-- Start Extracted entries --

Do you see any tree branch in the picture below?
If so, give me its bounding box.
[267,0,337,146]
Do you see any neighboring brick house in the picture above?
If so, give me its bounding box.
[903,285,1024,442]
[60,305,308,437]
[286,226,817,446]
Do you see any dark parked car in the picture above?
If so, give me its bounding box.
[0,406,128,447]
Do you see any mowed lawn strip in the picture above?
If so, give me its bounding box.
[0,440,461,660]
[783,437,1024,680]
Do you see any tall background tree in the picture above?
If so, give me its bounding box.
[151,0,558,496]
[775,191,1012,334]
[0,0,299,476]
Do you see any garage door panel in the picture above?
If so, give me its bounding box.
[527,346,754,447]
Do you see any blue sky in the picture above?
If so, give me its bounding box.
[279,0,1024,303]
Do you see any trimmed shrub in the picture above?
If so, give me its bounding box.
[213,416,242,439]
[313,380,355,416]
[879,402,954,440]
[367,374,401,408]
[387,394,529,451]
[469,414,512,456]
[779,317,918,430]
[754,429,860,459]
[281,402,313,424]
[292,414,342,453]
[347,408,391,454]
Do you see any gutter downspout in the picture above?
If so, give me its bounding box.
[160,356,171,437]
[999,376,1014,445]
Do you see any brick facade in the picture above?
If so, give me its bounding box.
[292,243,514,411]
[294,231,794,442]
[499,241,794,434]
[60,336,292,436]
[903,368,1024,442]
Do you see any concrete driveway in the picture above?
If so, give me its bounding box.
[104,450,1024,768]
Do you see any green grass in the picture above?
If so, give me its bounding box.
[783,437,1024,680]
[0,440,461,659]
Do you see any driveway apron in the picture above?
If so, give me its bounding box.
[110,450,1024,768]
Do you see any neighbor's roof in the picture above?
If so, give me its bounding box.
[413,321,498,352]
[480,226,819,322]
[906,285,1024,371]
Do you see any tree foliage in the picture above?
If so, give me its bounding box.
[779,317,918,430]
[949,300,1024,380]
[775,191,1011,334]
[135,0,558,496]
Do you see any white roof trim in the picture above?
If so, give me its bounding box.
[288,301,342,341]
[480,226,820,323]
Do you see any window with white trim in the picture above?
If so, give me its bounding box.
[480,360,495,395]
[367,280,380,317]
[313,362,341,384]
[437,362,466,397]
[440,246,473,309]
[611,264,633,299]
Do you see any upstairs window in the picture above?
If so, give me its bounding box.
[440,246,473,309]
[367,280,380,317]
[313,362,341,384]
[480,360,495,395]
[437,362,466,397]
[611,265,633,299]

-- End Extracted entries --

Return exactly the lines of the data, and only those, from the line with "Do you see any concrete" through the last line, inclusive.

Do you see any concrete driveway in the picture above?
If so, give me its bounding box.
[104,450,1024,768]
Do you see any green grass in the picture above?
If so, give me its bounding box.
[783,437,1024,680]
[0,440,461,659]
Do you see any driveway apron in the picture above?
If so, give me its bounding box.
[110,450,1024,768]
Do you see any neighbor's roof in the picture above?
If so, give me its bounding box.
[413,321,498,352]
[480,226,819,322]
[906,285,1024,371]
Do you see any tree foliage in the picture above?
If so, give me its bounding box.
[779,317,918,430]
[949,300,1024,380]
[775,191,1011,334]
[135,0,558,496]
Do you see any white roof trim in the picture above?
If so, give me its bounding box.
[288,301,342,341]
[480,226,820,323]
Do you see any window with white trim in the picture above?
If so, give me its bounding box.
[480,360,495,395]
[367,280,380,317]
[313,362,341,384]
[437,362,466,397]
[440,246,473,309]
[611,264,633,299]
Do you see any upstairs window in the picture above?
If so, give me its bounding box.
[440,246,473,309]
[367,280,380,317]
[313,362,341,384]
[480,360,495,395]
[437,362,466,397]
[611,265,633,299]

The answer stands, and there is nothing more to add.